■ Activity ■
The entries below contain a stretch that opens with the line containing "rough mask: <svg" and closes with the line containing "box: [80, 33, 100, 43]"; set down that stretch exactly, both ends included, and nothing else.
Records for the exercise below:
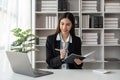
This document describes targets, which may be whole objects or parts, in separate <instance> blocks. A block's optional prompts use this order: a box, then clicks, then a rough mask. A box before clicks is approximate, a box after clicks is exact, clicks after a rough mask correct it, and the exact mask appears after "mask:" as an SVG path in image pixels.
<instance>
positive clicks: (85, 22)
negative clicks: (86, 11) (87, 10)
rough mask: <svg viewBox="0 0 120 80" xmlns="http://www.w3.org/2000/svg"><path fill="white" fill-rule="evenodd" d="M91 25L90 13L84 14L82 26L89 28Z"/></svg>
mask: <svg viewBox="0 0 120 80" xmlns="http://www.w3.org/2000/svg"><path fill="white" fill-rule="evenodd" d="M89 25H90V15H82V27H83V28H89Z"/></svg>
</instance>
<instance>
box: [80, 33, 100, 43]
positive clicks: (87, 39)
mask: <svg viewBox="0 0 120 80" xmlns="http://www.w3.org/2000/svg"><path fill="white" fill-rule="evenodd" d="M82 44H83V45H97V44H98V33H83V34H82Z"/></svg>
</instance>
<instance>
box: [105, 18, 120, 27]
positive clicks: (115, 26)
mask: <svg viewBox="0 0 120 80" xmlns="http://www.w3.org/2000/svg"><path fill="white" fill-rule="evenodd" d="M104 22H105V28H118V23H119V18H105V19H104Z"/></svg>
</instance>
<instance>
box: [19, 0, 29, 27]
mask: <svg viewBox="0 0 120 80" xmlns="http://www.w3.org/2000/svg"><path fill="white" fill-rule="evenodd" d="M18 27H22V28H23V29H26V28H28V27H29V28H31V0H19V1H18Z"/></svg>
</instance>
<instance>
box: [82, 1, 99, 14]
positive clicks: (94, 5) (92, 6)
mask: <svg viewBox="0 0 120 80" xmlns="http://www.w3.org/2000/svg"><path fill="white" fill-rule="evenodd" d="M82 11H83V12H97V1H82Z"/></svg>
End of Records for the exercise.
■ The answer ■
rough mask: <svg viewBox="0 0 120 80" xmlns="http://www.w3.org/2000/svg"><path fill="white" fill-rule="evenodd" d="M91 25L90 13L84 14L82 26L89 28Z"/></svg>
mask: <svg viewBox="0 0 120 80" xmlns="http://www.w3.org/2000/svg"><path fill="white" fill-rule="evenodd" d="M89 25H90V15H82V27H83V28H89Z"/></svg>
</instance>
<instance>
box: [80, 33, 100, 43]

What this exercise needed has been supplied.